Material for this exercise
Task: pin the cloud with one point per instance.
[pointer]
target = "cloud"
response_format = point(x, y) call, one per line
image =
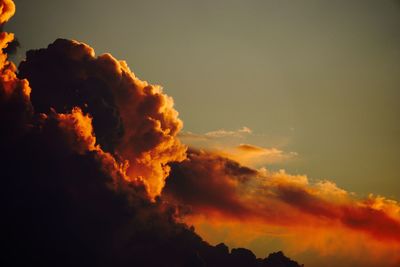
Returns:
point(70, 195)
point(131, 118)
point(224, 133)
point(219, 191)
point(256, 156)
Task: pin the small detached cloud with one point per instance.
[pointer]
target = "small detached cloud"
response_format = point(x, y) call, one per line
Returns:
point(223, 133)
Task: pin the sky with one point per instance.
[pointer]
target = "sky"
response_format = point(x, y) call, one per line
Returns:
point(318, 78)
point(309, 87)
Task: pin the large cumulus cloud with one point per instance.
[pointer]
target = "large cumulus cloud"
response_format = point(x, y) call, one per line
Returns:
point(68, 195)
point(131, 118)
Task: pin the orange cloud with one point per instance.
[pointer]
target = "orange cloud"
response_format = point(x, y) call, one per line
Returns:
point(132, 119)
point(218, 191)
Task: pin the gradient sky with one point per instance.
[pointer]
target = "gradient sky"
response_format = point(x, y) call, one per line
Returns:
point(319, 78)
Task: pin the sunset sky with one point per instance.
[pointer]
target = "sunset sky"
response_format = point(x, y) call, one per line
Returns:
point(305, 92)
point(319, 78)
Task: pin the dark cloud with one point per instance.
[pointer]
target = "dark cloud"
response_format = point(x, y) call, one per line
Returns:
point(64, 200)
point(131, 118)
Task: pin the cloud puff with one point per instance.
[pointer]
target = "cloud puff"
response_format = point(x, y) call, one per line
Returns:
point(219, 191)
point(131, 118)
point(65, 200)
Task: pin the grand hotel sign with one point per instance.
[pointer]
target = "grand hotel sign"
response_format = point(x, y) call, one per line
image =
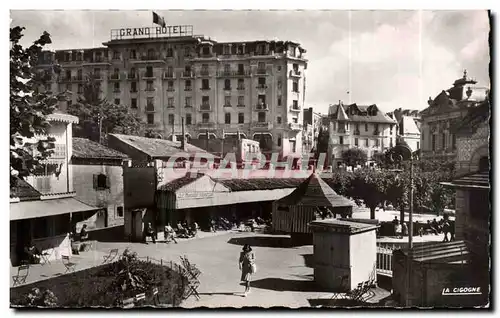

Written problem
Print all of the material above again, unchanged and line for line, but leave out the pictures.

The response
Task: pin the cloud with one point per instance.
[pointer]
target = "cloud"
response_format = point(x, y) call, one per line
image =
Returns:
point(70, 195)
point(131, 118)
point(224, 133)
point(219, 191)
point(256, 156)
Task: pin the small detached cloud with one point per instance.
[pointer]
target = "small detached cloud"
response_format = point(x, y) call, one per line
Returns:
point(223, 133)
Task: pin the sky with one point per instance.
[pointer]
target = "sky"
response_format = point(x, y) call, one per line
Returns:
point(318, 78)
point(309, 87)
Task: pin the large cumulus cloud with one point per instance.
[pointer]
target = "large cumulus cloud"
response_format = point(x, y) call, one per line
Returns:
point(68, 195)
point(131, 118)
Task: pin the orange cloud with one point per instance.
[pointer]
target = "orange cloud"
response_format = point(x, y) call, one per line
Returns:
point(132, 119)
point(218, 191)
Task: pin the gradient sky with one point per instance.
[pointer]
target = "gradient sky"
response_format = point(x, y) call, one per line
Returns:
point(319, 78)
Task: pin the sunset sky with one point per instance.
[pointer]
target = "sunset sky"
response_format = point(x, y) call, one per line
Returns:
point(305, 92)
point(319, 78)
Task: pin the dark cloud with one point per instance.
[pointer]
target = "dark cloud"
response_format = point(x, y) call, one per line
Returns:
point(64, 200)
point(131, 118)
Task: pin the cloud puff with one point per instance.
[pointer]
target = "cloud puff"
response_format = point(x, y) call, one per line
Returns:
point(219, 191)
point(131, 118)
point(65, 200)
Task: pin the grand hotel sign with one point per instance.
[pointer]
target = "grand hotel sign"
response_format = point(x, y) call, one per line
image =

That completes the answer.